* _Exercise passage_:

- - -

Pascal's triangle - a code with for-loops in Matlab

In algebra, the binomial theorem describes the expansion of powers of a binomial. According to this theorem, it’s possible to expand the power (x + y)ⁿ into a sum involving terms of the form Ax^by^c, where the exponents b and c are positive integers with b + c = n, and the coefficient A of each term is an integer depending on n and b.

 
For example, the fourth row in the triangle shows numbers 1 3 3 1, and that means the expansion of a cubic binomial, which has four terms.
  
(x + y)³ = x³ + 3x²y + 3xy² + y²

 
The rows of Pascal's triangle are enumerated starting with row r = 1 at the top. The numbers in each row are numbered beginning with column c = 1.

An easy construction of the triangle could be as follows...

- On row 1, write only the number 1.

- The first and last elements of every row are also 1. On row 2, we’ll write just 1 and 1.

- Then, to calculate the elements from row 3 on (other than the first and last figures), we’ll add the number from the previous row before our column and the number from the previous row in our column.

 
For example, the fifth row has these five terms (compare with the rows mentioned above)

1     4     6     4     1

 

Let’s code that in Matlab...

function pt = pascal_triangle(n) 

% The first two rows are constant
pt(1, 1) = 1;
pt(2, 1 : 2) = [1 1]; 

% If only two rows are requested, then exit
if n < 3
    return
end 

for r = 3 : n
    % The first element of every row is always 1
    pt(r, 1) = 1;   

    % Every element is the addition of the two elements
    % on top of it. That means the previous row.
    for c = 2 : r-1
        pt(r, c) = pt(r-1, c-1) + pt(r-1, c);
    end   

    % The last element of every row is always 1
    pt(r, r) = 1;
end
 

We can try the function from the command window, just like this, with the number of desired rows as an input parameter: 

pt = pascal_triangle(8)
 

and we get the 8-row matrix displaying the coefficients

pt =
     1     0     0     0     0     0     0     0
     1     1     0     0     0     0     0     0
     1     2     1     0     0     0     0     0
     1     3     3     1     0     0     0     0
     1     4     6     4     1     0     0     0
     1     5    10    10     5     1     0     0
     1     6    15    20    15     6     1     0
     1     7    21    35    35    21     7     1

 
The zeros appear naturally when we change the row in our algorithm.

- - -

* _Given data_:
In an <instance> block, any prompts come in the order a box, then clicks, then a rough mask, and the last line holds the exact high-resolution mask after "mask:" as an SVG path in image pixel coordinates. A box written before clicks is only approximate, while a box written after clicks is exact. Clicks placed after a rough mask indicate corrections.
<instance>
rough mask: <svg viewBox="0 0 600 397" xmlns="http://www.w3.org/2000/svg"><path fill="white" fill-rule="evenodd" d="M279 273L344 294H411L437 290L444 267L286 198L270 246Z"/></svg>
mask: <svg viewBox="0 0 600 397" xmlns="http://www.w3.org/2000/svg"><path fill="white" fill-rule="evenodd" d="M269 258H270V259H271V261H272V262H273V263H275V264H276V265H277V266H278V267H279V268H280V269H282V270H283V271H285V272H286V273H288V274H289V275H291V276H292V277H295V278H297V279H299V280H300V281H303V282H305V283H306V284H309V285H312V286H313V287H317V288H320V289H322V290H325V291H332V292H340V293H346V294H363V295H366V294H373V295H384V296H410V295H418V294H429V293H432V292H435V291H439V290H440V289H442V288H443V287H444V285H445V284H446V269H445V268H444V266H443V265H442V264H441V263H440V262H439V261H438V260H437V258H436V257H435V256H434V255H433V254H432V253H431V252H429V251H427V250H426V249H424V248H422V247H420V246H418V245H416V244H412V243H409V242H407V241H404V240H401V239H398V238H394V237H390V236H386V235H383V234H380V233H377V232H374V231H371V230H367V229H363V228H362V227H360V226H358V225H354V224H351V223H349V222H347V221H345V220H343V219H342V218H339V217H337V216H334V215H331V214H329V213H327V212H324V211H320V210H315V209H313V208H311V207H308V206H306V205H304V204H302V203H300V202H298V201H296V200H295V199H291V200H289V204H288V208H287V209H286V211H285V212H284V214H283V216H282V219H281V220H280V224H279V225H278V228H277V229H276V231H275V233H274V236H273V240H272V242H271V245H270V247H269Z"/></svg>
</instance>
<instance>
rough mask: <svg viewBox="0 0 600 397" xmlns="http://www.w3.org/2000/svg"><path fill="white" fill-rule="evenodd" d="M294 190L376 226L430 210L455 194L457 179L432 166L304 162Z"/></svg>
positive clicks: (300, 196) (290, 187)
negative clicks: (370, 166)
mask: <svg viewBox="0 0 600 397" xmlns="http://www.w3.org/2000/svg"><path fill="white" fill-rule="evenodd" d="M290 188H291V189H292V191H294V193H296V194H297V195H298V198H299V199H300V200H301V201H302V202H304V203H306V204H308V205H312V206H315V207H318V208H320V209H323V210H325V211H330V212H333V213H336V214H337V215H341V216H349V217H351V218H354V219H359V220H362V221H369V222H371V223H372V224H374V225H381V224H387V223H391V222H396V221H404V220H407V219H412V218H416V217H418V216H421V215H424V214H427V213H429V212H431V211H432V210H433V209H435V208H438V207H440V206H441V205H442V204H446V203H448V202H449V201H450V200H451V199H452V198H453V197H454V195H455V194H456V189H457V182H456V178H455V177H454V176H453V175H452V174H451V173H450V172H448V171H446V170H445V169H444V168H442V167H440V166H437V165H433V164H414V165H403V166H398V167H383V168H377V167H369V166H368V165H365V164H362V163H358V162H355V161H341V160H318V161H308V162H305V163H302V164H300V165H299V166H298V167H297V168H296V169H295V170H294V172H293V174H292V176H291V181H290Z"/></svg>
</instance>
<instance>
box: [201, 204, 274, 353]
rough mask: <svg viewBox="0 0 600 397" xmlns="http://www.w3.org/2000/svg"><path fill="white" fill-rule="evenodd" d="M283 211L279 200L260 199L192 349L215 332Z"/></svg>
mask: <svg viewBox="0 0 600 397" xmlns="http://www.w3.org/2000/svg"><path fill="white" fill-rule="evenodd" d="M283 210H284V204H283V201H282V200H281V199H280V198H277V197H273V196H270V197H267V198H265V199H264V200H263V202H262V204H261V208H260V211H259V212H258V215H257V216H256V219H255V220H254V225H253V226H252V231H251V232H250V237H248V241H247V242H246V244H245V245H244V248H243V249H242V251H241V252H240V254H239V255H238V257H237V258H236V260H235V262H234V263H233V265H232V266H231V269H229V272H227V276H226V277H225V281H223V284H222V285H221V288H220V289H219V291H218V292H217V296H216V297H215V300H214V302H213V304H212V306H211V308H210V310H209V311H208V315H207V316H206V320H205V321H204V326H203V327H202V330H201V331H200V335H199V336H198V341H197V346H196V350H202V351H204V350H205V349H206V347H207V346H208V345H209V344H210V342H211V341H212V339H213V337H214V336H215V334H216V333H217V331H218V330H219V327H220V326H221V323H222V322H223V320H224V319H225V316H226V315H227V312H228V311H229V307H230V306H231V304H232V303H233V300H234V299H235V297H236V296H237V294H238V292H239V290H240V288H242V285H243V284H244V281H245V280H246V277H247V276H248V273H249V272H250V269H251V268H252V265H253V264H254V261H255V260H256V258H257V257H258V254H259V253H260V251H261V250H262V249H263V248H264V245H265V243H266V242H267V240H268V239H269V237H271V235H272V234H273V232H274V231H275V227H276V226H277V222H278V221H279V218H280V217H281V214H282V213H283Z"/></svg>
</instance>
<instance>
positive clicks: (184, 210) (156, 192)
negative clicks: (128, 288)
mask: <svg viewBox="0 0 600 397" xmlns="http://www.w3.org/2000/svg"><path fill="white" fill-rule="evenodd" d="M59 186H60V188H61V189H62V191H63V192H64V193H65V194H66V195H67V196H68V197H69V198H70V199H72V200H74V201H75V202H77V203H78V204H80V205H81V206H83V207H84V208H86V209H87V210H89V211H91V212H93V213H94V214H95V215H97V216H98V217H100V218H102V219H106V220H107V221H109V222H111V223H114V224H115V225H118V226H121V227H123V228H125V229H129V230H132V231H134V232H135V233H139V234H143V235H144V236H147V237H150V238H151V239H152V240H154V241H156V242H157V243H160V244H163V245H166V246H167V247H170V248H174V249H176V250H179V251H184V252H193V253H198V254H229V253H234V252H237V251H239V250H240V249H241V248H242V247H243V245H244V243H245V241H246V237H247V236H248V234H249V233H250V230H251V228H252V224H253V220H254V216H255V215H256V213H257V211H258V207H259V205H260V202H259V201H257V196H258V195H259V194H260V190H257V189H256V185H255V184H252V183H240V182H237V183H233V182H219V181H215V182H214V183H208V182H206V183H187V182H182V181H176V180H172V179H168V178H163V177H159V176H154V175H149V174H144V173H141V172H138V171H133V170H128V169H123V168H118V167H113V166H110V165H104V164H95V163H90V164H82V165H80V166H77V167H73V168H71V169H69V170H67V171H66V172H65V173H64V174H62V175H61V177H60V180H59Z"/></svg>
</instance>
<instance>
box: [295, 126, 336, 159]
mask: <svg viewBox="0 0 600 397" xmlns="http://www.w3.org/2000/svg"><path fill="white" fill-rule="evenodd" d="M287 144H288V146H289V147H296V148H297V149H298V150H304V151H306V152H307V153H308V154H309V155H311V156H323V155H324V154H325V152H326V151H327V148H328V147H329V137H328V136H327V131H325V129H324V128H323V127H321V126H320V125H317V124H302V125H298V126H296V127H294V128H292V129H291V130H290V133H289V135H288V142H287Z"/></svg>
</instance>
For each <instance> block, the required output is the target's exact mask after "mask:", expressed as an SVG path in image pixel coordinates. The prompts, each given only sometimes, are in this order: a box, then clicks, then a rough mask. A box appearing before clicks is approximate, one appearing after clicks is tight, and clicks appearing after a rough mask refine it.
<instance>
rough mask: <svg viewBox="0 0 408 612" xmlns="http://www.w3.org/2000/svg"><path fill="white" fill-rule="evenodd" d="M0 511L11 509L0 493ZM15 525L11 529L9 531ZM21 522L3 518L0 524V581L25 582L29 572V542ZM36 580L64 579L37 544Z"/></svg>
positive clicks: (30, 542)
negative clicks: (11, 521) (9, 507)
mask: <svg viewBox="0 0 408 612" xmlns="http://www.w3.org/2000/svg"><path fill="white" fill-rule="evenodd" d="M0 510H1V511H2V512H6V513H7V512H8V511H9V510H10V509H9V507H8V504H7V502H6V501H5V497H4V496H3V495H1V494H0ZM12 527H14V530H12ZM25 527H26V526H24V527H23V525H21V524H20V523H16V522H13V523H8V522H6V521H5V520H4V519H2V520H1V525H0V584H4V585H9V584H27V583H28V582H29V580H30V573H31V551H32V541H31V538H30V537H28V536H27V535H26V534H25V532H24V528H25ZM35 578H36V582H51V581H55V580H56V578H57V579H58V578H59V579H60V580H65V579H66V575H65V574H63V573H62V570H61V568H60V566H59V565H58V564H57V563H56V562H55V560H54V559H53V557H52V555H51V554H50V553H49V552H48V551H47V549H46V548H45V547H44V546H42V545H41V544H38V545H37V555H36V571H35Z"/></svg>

- - -

* _What you will do_:
1/ Rewrite the part of the Pascal's triangle page starting at "- The first" and ending at "that in Matlab...", replacing "previous row" with "preceding row".
2/ List every comment in the Matlab function on the Pascal's triangle page.
The items are separate material and have nothing to do with the Pascal's triangle page.

* _Expected responses_:
1/
- The first and last elements of every row are also 1. On row 2, we’ll write just 1 and 1.

- Then, to calculate the elements from row 3 on (other than the first and last figures), we’ll add the number from the preceding row before our column and the number from the preceding row in our column.

 
For example, the fifth row has these five terms (compare with the rows mentioned above)

1     4     6     4     1

 

Let’s code that in Matlab...

2/
- The first two rows are constant
- If only two rows are requested, then exit
- The first element of every row is always 1
- Every element is the addition of the two elements on top of it. That means the previous row.
- The last element of every row is always 1